#### PROBLEMS TO SOLVE
A. Which organizations does the passage about Imogene's teaching career name? List all of them.
B. Can you continue the passage about Imogene's teaching career, picking up after its last sentence?

It was 9:00 p.m., and the caller from Morrison Christian Academy in Taiwan asked her if she would consider moving there to teach. She let the call go, but then a teacher with whom she had not spoken in 20 years wrote a letter to ask again, and the school’s superintendent followed up with another phone call to ask her to come and start a special education program in Taiwan. “I told them I couldn’t leave in the middle of the year, so I resigned in November of 1995 and left for Taiwan in January to help develop the special education program. I stayed six months before I came back to the states,” Imogene said.
Imogene’s adventure got off to a slow start when her flight was diverted and did not arrive in Taipei until 2:00 a.m. Her luggage was lost, and the woman who was to pick her up was nowhere to be found in the deserted airport. To make matters worse, none of the taxi drivers spoke English, and Imogene did not speak Chinese. Finally, her ride was summoned from the local hotel and came to get her. “I managed. I lived a mile from the village, and I learned there are a lot of ways to do things. I’d go to the store and couldn’t read the labels, so I’d sniff things and point and eventually come out with what I wanted,” she said.
Upon returning to the U.S., Imogene worked at the Educational Service Center for Region 11 in Fort Worth. She has been a teacher advisor for the Education Career Alternatives Program (ECAP) since 1996, and it is a job she loves.

#### ENTRIES SUPPLIED
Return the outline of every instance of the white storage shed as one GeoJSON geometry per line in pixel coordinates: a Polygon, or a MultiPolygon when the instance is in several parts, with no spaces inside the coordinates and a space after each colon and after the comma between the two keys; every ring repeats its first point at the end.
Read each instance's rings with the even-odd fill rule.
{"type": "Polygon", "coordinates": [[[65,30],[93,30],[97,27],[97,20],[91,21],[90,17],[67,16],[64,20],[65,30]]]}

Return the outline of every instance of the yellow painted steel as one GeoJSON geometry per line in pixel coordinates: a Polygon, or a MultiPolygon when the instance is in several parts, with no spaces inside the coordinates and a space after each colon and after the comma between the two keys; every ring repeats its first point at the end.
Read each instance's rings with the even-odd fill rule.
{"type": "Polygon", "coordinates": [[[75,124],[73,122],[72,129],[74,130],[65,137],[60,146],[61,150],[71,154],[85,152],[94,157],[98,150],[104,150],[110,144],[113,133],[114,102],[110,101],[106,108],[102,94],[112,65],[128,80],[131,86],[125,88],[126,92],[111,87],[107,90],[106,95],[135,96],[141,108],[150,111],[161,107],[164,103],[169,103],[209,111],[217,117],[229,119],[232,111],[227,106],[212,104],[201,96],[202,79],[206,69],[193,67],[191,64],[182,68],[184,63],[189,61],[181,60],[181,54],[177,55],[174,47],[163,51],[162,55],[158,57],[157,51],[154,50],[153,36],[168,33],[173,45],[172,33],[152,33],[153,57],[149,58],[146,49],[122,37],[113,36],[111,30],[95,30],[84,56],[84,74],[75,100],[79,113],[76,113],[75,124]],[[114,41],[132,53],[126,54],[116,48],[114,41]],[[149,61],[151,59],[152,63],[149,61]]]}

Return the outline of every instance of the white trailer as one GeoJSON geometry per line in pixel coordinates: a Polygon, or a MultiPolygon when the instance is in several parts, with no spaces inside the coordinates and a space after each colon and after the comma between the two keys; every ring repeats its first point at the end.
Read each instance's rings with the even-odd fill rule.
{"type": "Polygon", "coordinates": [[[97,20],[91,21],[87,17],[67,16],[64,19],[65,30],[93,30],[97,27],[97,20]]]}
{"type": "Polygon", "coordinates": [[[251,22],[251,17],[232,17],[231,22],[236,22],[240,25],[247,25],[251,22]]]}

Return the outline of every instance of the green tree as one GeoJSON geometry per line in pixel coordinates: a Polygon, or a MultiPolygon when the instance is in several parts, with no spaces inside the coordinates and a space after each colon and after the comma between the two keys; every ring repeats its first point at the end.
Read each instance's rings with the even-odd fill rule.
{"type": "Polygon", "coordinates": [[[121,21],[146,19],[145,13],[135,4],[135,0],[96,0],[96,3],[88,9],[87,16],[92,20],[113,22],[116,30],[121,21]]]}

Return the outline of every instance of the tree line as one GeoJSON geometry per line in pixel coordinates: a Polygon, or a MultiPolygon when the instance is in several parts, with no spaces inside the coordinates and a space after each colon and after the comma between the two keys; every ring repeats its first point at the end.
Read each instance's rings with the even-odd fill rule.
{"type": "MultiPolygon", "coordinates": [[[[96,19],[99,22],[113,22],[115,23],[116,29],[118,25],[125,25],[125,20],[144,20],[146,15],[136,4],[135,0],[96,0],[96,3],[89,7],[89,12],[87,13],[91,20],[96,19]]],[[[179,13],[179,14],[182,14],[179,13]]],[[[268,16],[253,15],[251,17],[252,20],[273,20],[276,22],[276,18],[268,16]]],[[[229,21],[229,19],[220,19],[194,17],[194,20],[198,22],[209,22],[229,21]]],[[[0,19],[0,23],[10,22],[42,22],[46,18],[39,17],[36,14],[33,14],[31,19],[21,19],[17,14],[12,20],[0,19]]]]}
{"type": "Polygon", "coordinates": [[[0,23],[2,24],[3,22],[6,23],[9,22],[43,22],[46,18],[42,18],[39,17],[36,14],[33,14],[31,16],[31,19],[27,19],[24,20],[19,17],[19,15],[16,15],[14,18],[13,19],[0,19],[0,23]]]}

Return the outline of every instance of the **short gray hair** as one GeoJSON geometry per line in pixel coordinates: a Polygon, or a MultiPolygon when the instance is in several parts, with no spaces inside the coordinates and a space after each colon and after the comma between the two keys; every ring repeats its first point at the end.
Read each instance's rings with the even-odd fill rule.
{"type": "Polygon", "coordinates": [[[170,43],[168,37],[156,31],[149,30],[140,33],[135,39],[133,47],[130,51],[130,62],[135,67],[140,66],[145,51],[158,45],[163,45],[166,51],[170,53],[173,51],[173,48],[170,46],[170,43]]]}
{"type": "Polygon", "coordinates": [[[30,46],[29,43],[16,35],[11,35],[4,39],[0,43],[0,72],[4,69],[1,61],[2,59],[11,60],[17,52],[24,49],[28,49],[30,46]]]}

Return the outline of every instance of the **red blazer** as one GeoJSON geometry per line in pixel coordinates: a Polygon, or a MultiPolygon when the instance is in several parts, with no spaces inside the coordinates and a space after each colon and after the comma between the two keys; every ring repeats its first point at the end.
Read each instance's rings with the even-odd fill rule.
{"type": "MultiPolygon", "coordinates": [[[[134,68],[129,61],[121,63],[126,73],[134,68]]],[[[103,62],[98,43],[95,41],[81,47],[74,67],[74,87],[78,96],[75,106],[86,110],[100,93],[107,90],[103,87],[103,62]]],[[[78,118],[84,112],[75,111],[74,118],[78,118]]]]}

#### ANSWERS TO THE TASKS
A.
- Morrison Christian Academy
- Educational Service Center for Region 11
- Education Career Alternatives Program (ECAP)

B.
ECAP is a privately owned, alternative teacher-certification program. “I see everything: the children, good teachers and bad, administrators, the school atmosphere. It’s just a fun job, and the people I work with have such integrity. When we go into a classroom, I can see the training the teacher has received because I see them doing it. They have the skills to manage a classroom. They learn to keep kids on task and how to get their attention,” Imogene said.
Imogene’s contributions to the Mansfield ISD were recognized in 2001. Vernon called her one day to tell her that a new elementary school was to be named in her honor. The school, located on Mansfield-Webb Road, had opened its doors that year, and Imogene was very appreciative of the honor. “It was very rewarding and very humbling that they would name a school after me. When Vernon called me it was a total surprise. He told me where it was, so that day I drove out and found it,” Imogene recalled.
A sewing center in India also bears her name. She struck up a conversation with a man from India at a Sunday School Christmas party at her church and asked what people needed most. He told her sewing machines would allow people to make clothes they could wear to jobs and also enable people to start a sewing business. Imogene bought several sewing machines for the center to help it get off the ground.
“It’s been such a privilege to have some of the experiences I’ve had,” said Imogene. “To be able to do all the things I’ve done, I’m very blessed.”